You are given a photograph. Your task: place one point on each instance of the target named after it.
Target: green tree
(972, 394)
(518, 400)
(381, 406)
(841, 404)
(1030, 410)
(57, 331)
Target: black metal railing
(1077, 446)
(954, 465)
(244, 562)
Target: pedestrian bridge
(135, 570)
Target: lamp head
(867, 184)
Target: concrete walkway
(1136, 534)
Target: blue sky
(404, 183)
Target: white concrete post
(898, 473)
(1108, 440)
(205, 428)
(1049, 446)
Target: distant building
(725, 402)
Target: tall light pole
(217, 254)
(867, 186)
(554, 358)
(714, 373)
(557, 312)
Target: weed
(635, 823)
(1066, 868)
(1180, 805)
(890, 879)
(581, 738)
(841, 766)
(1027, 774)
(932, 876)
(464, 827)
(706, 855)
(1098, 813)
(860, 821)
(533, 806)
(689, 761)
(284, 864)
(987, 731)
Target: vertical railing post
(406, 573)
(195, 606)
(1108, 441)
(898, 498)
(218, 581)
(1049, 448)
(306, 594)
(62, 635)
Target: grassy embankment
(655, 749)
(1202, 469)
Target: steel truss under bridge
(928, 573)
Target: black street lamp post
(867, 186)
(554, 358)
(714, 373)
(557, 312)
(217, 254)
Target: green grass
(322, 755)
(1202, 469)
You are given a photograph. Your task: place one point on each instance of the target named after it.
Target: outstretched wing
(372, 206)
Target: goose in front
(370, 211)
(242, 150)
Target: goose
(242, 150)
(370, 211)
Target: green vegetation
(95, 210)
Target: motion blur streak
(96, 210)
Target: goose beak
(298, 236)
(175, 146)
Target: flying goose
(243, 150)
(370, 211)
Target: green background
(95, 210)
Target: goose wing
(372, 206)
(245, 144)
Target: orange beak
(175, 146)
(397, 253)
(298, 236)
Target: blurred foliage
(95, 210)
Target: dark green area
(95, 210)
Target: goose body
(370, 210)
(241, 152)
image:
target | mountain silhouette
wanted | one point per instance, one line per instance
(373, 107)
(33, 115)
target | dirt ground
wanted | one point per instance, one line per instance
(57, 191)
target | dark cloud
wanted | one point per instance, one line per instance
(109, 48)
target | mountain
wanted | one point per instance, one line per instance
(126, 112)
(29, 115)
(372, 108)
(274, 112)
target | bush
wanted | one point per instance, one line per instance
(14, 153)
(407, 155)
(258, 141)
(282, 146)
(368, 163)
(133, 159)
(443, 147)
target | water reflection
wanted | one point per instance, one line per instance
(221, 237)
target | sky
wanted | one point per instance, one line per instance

OBJECTIVE:
Please copy the listing above, from its first line through the line containing "(1136, 534)", with the requests included. Shift every point by adding 83 to both of its coordinates.

THE SOLUTION:
You are given a photograph. Your task: place one point on each instance of the target named after it.
Target: green tree
(1055, 477)
(601, 483)
(464, 489)
(924, 487)
(1113, 493)
(140, 414)
Target: black metal railing
(1160, 529)
(1037, 548)
(327, 645)
Target: pedestrian bridge
(218, 653)
Target: lamp head
(950, 267)
Target: concrete walkway
(1219, 617)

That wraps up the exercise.